## Material provided
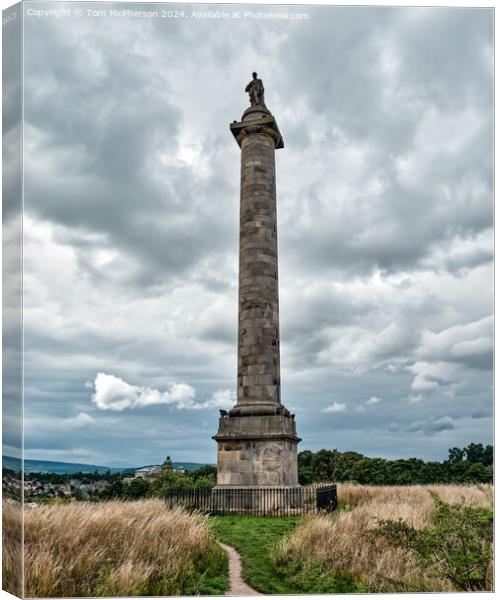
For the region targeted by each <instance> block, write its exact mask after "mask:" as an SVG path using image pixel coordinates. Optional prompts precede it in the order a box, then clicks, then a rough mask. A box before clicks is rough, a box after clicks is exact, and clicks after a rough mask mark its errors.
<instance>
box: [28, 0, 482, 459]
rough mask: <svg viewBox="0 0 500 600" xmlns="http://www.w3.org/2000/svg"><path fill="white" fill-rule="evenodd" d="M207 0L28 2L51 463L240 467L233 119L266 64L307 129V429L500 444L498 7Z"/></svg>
mask: <svg viewBox="0 0 500 600" xmlns="http://www.w3.org/2000/svg"><path fill="white" fill-rule="evenodd" d="M30 6H31V7H32V8H33V7H37V8H44V7H45V8H50V7H51V6H52V7H57V8H59V9H60V8H62V7H64V6H67V7H69V8H71V9H72V10H73V11H74V10H75V7H77V6H81V7H82V8H83V9H84V10H85V9H86V8H99V9H101V10H102V9H104V10H109V8H117V5H114V6H111V5H109V4H106V3H99V4H98V5H97V4H87V5H85V4H83V3H82V4H81V5H76V4H75V3H71V4H68V5H64V4H61V3H59V4H57V5H50V4H49V3H42V2H37V3H36V4H34V3H31V4H30V3H27V4H25V9H26V10H27V9H28V8H30ZM118 8H126V9H129V10H130V9H134V8H137V9H142V10H144V9H147V8H149V9H151V10H153V9H156V10H158V9H160V10H161V7H158V5H149V6H148V5H137V6H135V5H131V4H127V5H123V6H122V7H120V6H118ZM169 8H175V6H174V7H172V6H169ZM194 8H195V9H196V10H203V8H204V7H203V6H201V5H197V6H196V7H194V6H192V5H191V6H190V5H184V10H185V11H186V15H188V16H186V17H185V18H180V19H168V18H164V19H162V18H155V19H147V18H125V17H123V18H119V17H114V18H113V17H110V16H102V17H90V16H88V15H87V14H86V13H84V14H83V16H81V17H79V18H77V17H76V16H72V17H70V18H67V17H66V18H65V17H63V18H55V17H35V16H26V21H25V96H24V97H25V163H24V164H25V209H26V212H25V229H24V235H25V249H24V250H25V255H24V261H25V263H24V264H25V283H24V284H25V298H24V301H25V341H26V354H25V358H26V365H25V377H26V390H25V398H26V412H25V416H26V429H25V445H26V457H28V458H35V459H49V460H64V461H73V462H76V461H78V462H91V463H94V464H104V465H111V466H127V465H129V466H130V465H132V466H134V465H141V464H149V463H155V462H158V461H162V460H163V458H164V457H165V456H166V455H167V454H168V455H170V456H171V457H172V458H173V459H174V460H177V461H186V460H189V461H197V462H215V456H216V453H215V450H216V445H215V442H214V441H213V440H212V439H211V436H212V435H214V434H215V432H216V429H217V419H218V408H219V407H222V408H227V407H230V406H231V405H232V403H233V402H234V395H235V389H236V324H237V291H238V290H237V275H238V272H237V266H238V218H239V166H240V165H239V160H240V151H239V149H238V147H237V145H236V144H235V141H234V139H233V137H232V135H231V133H230V131H229V123H230V122H232V121H233V120H239V119H240V117H241V114H242V112H243V111H244V110H245V108H246V107H247V105H248V98H247V96H246V94H245V93H244V92H243V90H244V87H245V85H246V84H247V83H248V81H249V80H250V78H251V73H252V71H253V70H256V71H257V72H258V73H259V76H260V77H261V78H262V79H263V81H264V85H265V88H266V102H267V105H268V107H269V108H270V110H271V111H272V112H273V114H274V115H275V117H276V119H277V121H278V124H279V127H280V129H281V132H282V134H283V137H284V141H285V148H284V149H283V150H279V151H277V153H276V160H277V193H278V239H279V257H280V258H279V260H280V263H279V269H280V310H281V313H280V319H281V321H280V323H281V335H282V346H281V352H282V354H281V365H282V401H283V402H284V404H285V405H286V406H287V407H288V408H290V409H291V410H292V411H293V412H295V413H296V420H297V428H298V433H299V435H300V436H301V437H302V438H303V441H302V443H301V445H300V446H299V448H300V449H311V450H318V449H320V448H338V449H339V450H356V451H358V452H362V453H364V454H367V455H371V456H382V457H387V458H392V457H408V456H418V457H422V458H425V459H439V460H441V459H444V458H446V456H447V449H448V448H450V447H452V446H464V445H466V444H468V443H469V442H472V441H476V442H483V443H489V442H491V440H492V347H493V323H492V318H493V317H492V312H493V287H492V284H493V271H492V253H493V241H492V225H493V213H492V206H493V205H492V202H493V201H492V178H493V170H492V169H493V155H492V151H493V150H492V133H493V112H492V99H493V87H492V85H493V12H492V11H490V10H482V9H477V10H476V9H474V10H471V9H468V10H467V9H447V8H436V9H432V8H415V9H409V8H366V7H364V8H356V7H354V8H341V7H308V6H305V7H297V6H295V7H288V8H286V7H283V6H282V7H274V8H273V7H271V6H267V7H264V10H266V11H268V12H270V11H275V12H286V11H288V12H307V13H309V15H310V17H309V19H308V20H300V21H293V20H288V21H283V20H280V21H277V20H265V21H264V20H248V19H245V20H244V19H239V20H237V19H231V20H221V19H219V20H216V19H213V20H206V19H205V20H203V19H195V18H190V17H191V12H192V10H193V9H194ZM206 8H207V9H208V8H211V9H212V10H215V8H216V7H214V6H213V5H212V6H211V7H208V6H207V7H206ZM219 8H220V9H222V8H224V9H225V10H230V11H232V8H231V7H230V6H228V5H225V6H220V7H219ZM238 10H240V11H243V10H245V7H242V6H239V7H238ZM250 10H253V11H254V12H257V11H258V10H259V8H258V7H256V6H253V7H251V8H250Z"/></svg>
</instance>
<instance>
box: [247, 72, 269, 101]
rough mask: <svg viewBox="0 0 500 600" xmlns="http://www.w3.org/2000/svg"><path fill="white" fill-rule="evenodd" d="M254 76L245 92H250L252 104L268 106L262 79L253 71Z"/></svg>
mask: <svg viewBox="0 0 500 600" xmlns="http://www.w3.org/2000/svg"><path fill="white" fill-rule="evenodd" d="M252 77H253V79H252V81H251V82H250V83H249V84H248V85H247V87H246V88H245V92H248V95H249V96H250V105H251V106H263V107H264V108H266V104H265V102H264V84H263V83H262V79H257V73H252Z"/></svg>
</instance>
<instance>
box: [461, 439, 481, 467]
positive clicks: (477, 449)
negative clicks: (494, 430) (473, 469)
mask: <svg viewBox="0 0 500 600" xmlns="http://www.w3.org/2000/svg"><path fill="white" fill-rule="evenodd" d="M464 451H465V455H466V460H467V462H479V463H480V462H482V460H483V455H484V447H483V445H482V444H474V443H472V444H469V445H468V446H467V448H465V449H464Z"/></svg>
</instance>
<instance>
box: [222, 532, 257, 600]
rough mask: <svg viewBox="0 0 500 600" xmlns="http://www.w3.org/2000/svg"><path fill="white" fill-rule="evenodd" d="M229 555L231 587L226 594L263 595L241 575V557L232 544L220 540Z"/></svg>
mask: <svg viewBox="0 0 500 600" xmlns="http://www.w3.org/2000/svg"><path fill="white" fill-rule="evenodd" d="M218 544H219V546H220V547H221V548H223V549H224V550H225V551H226V552H227V554H228V556H229V589H228V590H227V592H226V593H225V596H262V594H261V593H260V592H257V590H254V589H253V588H251V587H250V586H249V585H247V584H246V583H245V582H244V581H243V577H242V576H241V558H240V555H239V554H238V553H237V552H236V550H235V549H234V548H233V547H232V546H228V545H227V544H223V543H222V542H218Z"/></svg>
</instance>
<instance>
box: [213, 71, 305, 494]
mask: <svg viewBox="0 0 500 600" xmlns="http://www.w3.org/2000/svg"><path fill="white" fill-rule="evenodd" d="M252 77H253V79H252V81H251V82H250V83H249V84H248V85H247V87H246V88H245V91H246V92H248V94H249V97H250V107H249V108H247V110H245V112H244V113H243V116H242V118H241V121H239V122H237V121H234V122H233V123H232V124H231V125H230V129H231V132H232V134H233V135H234V138H235V139H236V142H237V143H238V146H239V147H240V148H241V192H240V259H239V319H238V385H237V391H238V393H237V401H236V404H235V405H234V407H233V408H232V409H231V410H230V411H228V412H226V411H221V417H220V419H219V429H218V431H217V434H216V435H215V436H214V438H213V439H215V440H216V441H217V486H216V488H215V491H216V492H217V493H218V494H220V493H221V492H224V493H223V496H224V495H225V496H226V497H227V498H228V499H230V498H231V492H232V491H233V490H236V491H237V492H238V497H239V498H241V495H242V490H249V492H254V491H255V490H258V489H264V488H273V489H275V488H280V489H285V488H291V489H293V490H297V492H300V490H301V488H300V486H299V485H298V473H297V444H298V442H299V441H300V438H298V437H297V432H296V427H295V416H294V415H291V414H290V412H289V411H288V410H287V409H286V408H285V407H284V406H283V404H282V403H281V397H280V336H279V302H278V241H277V221H276V174H275V156H274V152H275V150H277V149H279V148H283V147H284V145H283V138H282V137H281V133H280V131H279V129H278V124H277V123H276V119H275V118H274V116H273V115H272V114H271V112H270V111H269V110H268V108H267V107H266V105H265V103H264V85H263V83H262V81H261V80H260V79H258V78H257V73H253V74H252ZM250 497H252V498H257V497H258V495H257V496H256V495H255V494H254V493H252V494H249V495H248V498H249V499H250ZM252 501H257V502H258V500H252ZM249 502H250V500H249Z"/></svg>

## What is required
Could you set down, exactly as written, every line from the start of the records above through the line containing "box: [28, 0, 482, 459]", leaving the pictures out?

## Task answer
For the region targeted by each <instance> block, write its exact mask after "mask:" as an SVG path using image pixel coordinates. Optional prompts precede it in the order a box, then clicks, then a rough mask. A box before clicks is rough, a box after clicks is exact, and clicks after a rough mask mark its errors.
<instance>
box: [28, 0, 482, 459]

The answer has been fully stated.